# Air Zenith Ob2 Relay Problems



## 03_uni-B (Sep 6, 2005)

So I am having some troubles with my system.

Installed just prior to SoWo and we problem free till just about 2 weeks ago. The AZ relay is causing some problems, first the compressor will stay on, running past my preset of 150psi, then the Elevel will go crazy kicking on and off. So for temporary measures I only plug the relay in when I need to fill the tank.


Also I have noticed this doesn't seem to happen all the time, I thought I had the problem fixed when I replaced the relay and went 3-4 days without issue then it happened again and the compressor kicked on randomly, the elevel restarted etc. 


Any ideas of the problem?


----------



## 03_uni-B (Sep 6, 2005)

I have it wired exactly like this. 










Only difference is I am only running 1 ob2.


----------



## Buck Russell (Feb 24, 2003)

How are your grounds wired?


----------



## 03_uni-B (Sep 6, 2005)

Buck Russell said:


> How are your grounds wired?


I'll give you a shout today if work doesnt get too out of hand.


But the one off the manifold harness and the on off the ECU both ground off the manifold like in that picture. Then the compressor and relay ground both go to that body ground on the inside of the rear quarter.


----------



## MechEngg (Jan 13, 2009)

Did you ground the manifold block itself to the frame?
Low voltage sometimes causes the ecu to start tripping out and will act like you just hooked up the battery (short compressor on stint for half second)


----------



## 03_uni-B (Sep 6, 2005)

MechEngg said:


> Did you ground the manifold block itself to the frame?
> Low voltage sometimes causes the ecu to start tripping out and will act like you just hooked up the battery (short compressor on stint for half second)

Stated goal A: In the entries, copy out word for word the part that opens at the first line and closes with the line containing "point(43, 19)", including both ends. Leave the pictures out.

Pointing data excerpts
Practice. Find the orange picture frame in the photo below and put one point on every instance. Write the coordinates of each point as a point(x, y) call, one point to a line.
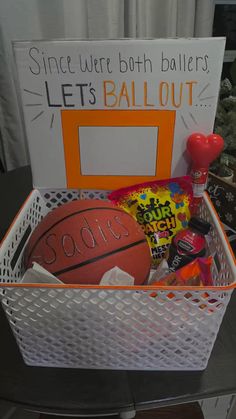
point(73, 119)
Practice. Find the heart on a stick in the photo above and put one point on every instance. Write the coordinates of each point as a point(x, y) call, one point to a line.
point(204, 149)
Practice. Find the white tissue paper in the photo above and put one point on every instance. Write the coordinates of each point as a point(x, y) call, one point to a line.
point(39, 275)
point(116, 276)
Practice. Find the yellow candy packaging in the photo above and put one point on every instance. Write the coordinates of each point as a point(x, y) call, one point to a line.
point(162, 208)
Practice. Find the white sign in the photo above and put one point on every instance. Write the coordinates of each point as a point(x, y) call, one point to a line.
point(97, 108)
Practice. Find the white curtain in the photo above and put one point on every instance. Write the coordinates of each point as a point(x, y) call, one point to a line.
point(43, 19)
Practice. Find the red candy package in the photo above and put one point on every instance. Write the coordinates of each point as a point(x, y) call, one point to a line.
point(162, 208)
point(195, 273)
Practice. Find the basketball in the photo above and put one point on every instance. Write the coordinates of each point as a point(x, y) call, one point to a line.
point(81, 240)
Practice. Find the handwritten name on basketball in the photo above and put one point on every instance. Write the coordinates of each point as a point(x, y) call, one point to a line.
point(81, 240)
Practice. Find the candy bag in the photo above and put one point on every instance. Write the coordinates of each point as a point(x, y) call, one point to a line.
point(195, 273)
point(160, 207)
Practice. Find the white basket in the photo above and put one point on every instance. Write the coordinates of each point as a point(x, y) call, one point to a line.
point(146, 328)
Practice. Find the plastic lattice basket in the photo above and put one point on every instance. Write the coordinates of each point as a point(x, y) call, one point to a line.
point(111, 327)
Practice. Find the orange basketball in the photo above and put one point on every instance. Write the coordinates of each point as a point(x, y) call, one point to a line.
point(81, 240)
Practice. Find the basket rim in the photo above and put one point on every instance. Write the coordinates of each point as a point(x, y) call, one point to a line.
point(199, 288)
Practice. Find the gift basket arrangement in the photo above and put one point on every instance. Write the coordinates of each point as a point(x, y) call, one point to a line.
point(135, 276)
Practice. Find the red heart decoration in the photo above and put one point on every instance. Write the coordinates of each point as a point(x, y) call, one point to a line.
point(204, 149)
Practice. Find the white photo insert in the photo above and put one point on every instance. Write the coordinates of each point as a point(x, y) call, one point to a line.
point(132, 151)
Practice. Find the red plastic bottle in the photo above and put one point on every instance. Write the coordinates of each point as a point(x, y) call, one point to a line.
point(188, 244)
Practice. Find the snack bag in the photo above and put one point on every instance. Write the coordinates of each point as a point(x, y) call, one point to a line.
point(160, 207)
point(195, 273)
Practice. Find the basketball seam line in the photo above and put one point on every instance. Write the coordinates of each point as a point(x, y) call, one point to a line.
point(87, 262)
point(68, 216)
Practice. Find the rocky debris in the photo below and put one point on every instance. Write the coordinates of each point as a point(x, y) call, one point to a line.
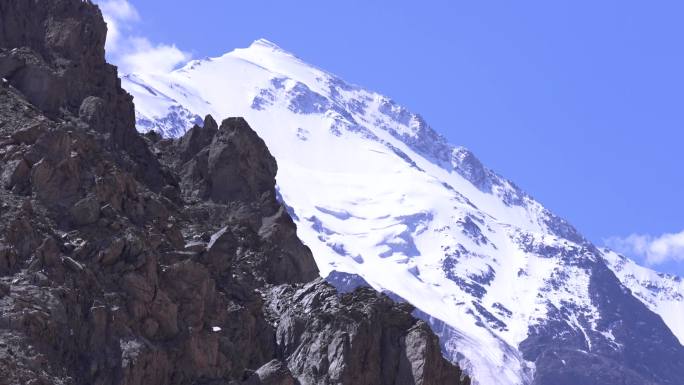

Stated goal B: Translate this sentence from the forum thread on the Air Zenith relay into Spanish: "Did you ground the manifold block itself to the frame?"

Written response A:
Practice. Find the orange picture frame in the photo below and put one point on every instance. Write the coordinates of each point as a point(x, y) call, one point to a line.
point(73, 119)
Practice. Find the heart on a stick in the photo above and put one point on every instance. Write the coordinates of each point as a point(x, y) call, one point to a line.
point(204, 149)
Practice. Find the white tissue paper in the photo above and put one point on every instance. Write the coordinates of each point as a point(x, y) call, one point to a line.
point(39, 275)
point(116, 276)
Practice. Find the yellow candy packaging in the photo above and put one point on every instance. Write the coordinates of each point as a point(x, y) call, one point to a line.
point(162, 208)
Practice. Find the white sign in the photo above and put one point on every instance. Write the coordinates of each point as a point(x, y) call, one point to a line.
point(97, 108)
Practice. Find the white curtain in the photo above and put one point on every instance. Write the coordinates of each point as a point(x, y) call, one point to a line.
point(43, 19)

Written response B: ¿Conectaste a masa el bloque del colector en sí al chasis?